En réalité, sa prise de position s’inscrit finalement dans la critique perpétuelle faite par l’extrême droite du rôle de l’APCE en matière de sauvegarde de la démocratie. Il sous-entend que le Conseil de l’Europe porte cette résolution uniquement car il n’est idéologiquement pas satisfait du gouvernement en place en Georgie et utilise donc la démocratie comme simple prétexte.

La résolution finalement adoptée

Outre ces quelques voix dissonantes quant à la bonne réponse à apporter, le constat étant globalement partagé par tous les membres de l’APCE, la résolution est finalement adoptée. Elle incombe à la Géorgie de retrouver le chemin de la démocratie et d’un cadre propice à son exercice, et invite les États membres de l’organisation à saisir au titre de l’article 33 de la Convention Européenne des Droits de l’Homme (CEDH) pour s’assurer que la Géorgie respecte “ pleinement toutes les normes et obligations découlant de son adhésion au Conseil de l’Europe” (Point 13, Résolution 2624, 2025).”

→ Données:

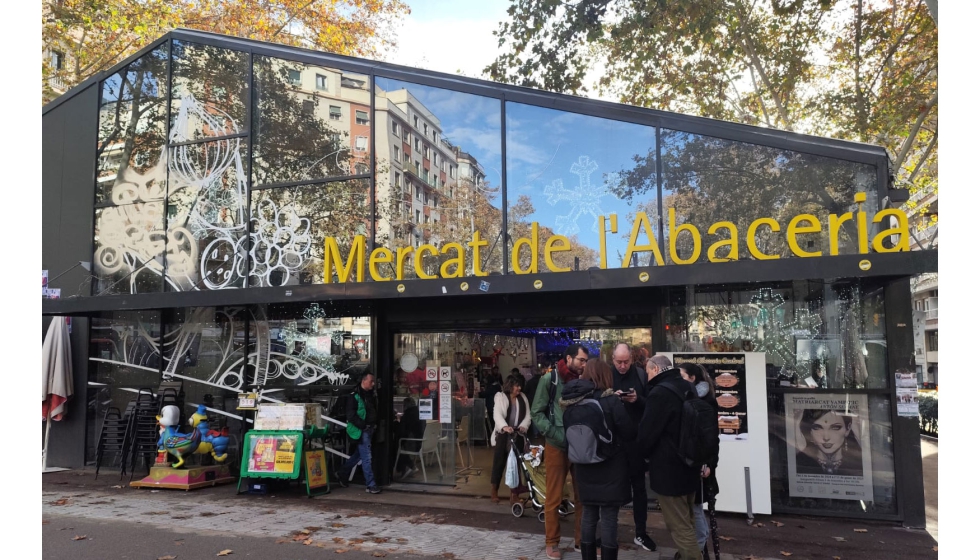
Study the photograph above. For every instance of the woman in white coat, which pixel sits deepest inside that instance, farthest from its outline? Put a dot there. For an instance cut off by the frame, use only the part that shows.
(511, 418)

==

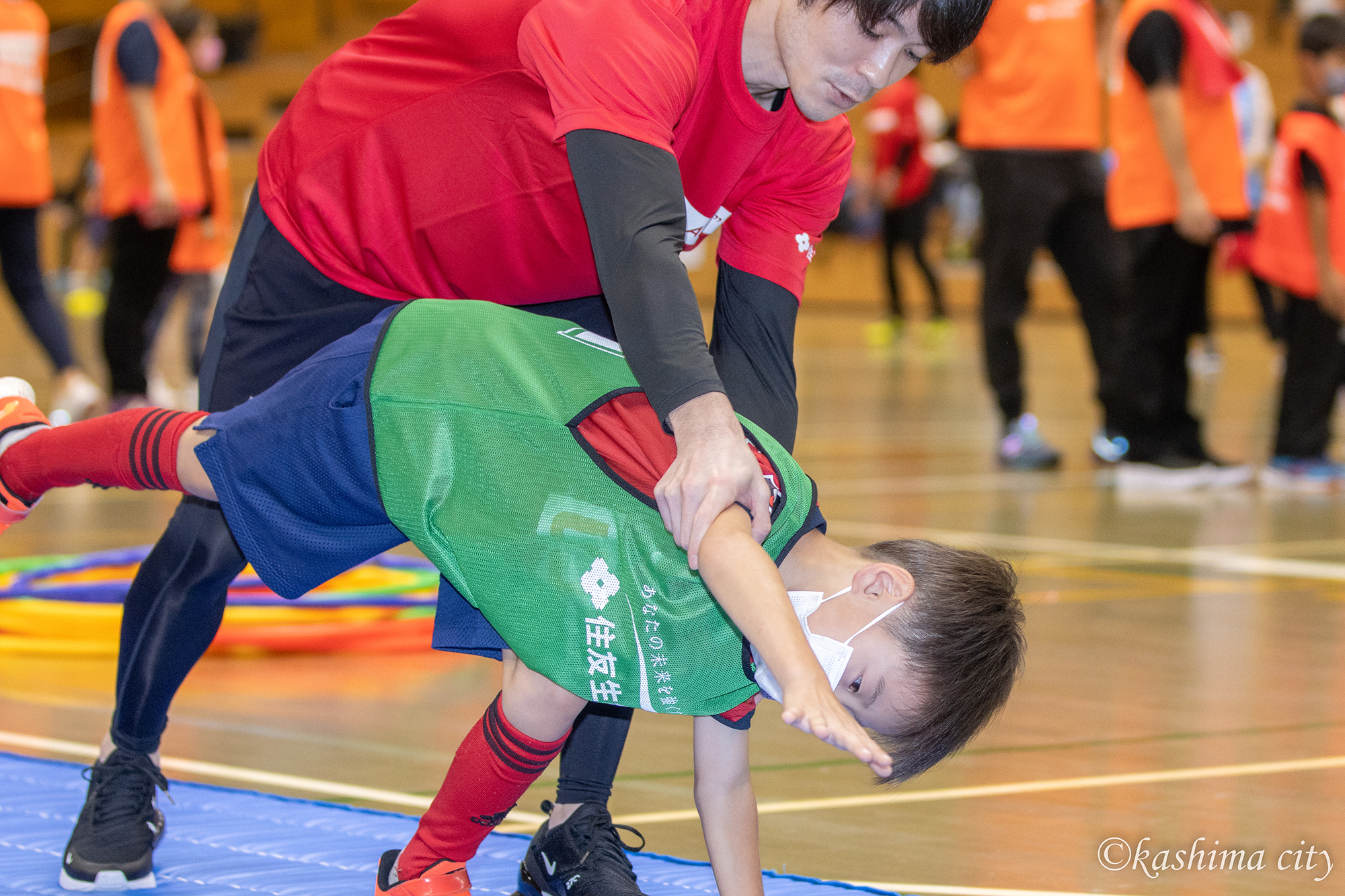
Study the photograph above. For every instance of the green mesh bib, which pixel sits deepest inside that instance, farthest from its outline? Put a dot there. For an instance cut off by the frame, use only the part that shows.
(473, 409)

→ Objectif: Selon le texte, au titre de quel article de la CEDH la résolution invite-t-elle les États membres à saisir ? Répondez en une phrase, s'il vous plaît. Les lignes proviennent d'une autre source que le texte.

→ Réponse: La résolution invite les États membres à saisir au titre de l'article 33 de la Convention européenne des droits de l'homme.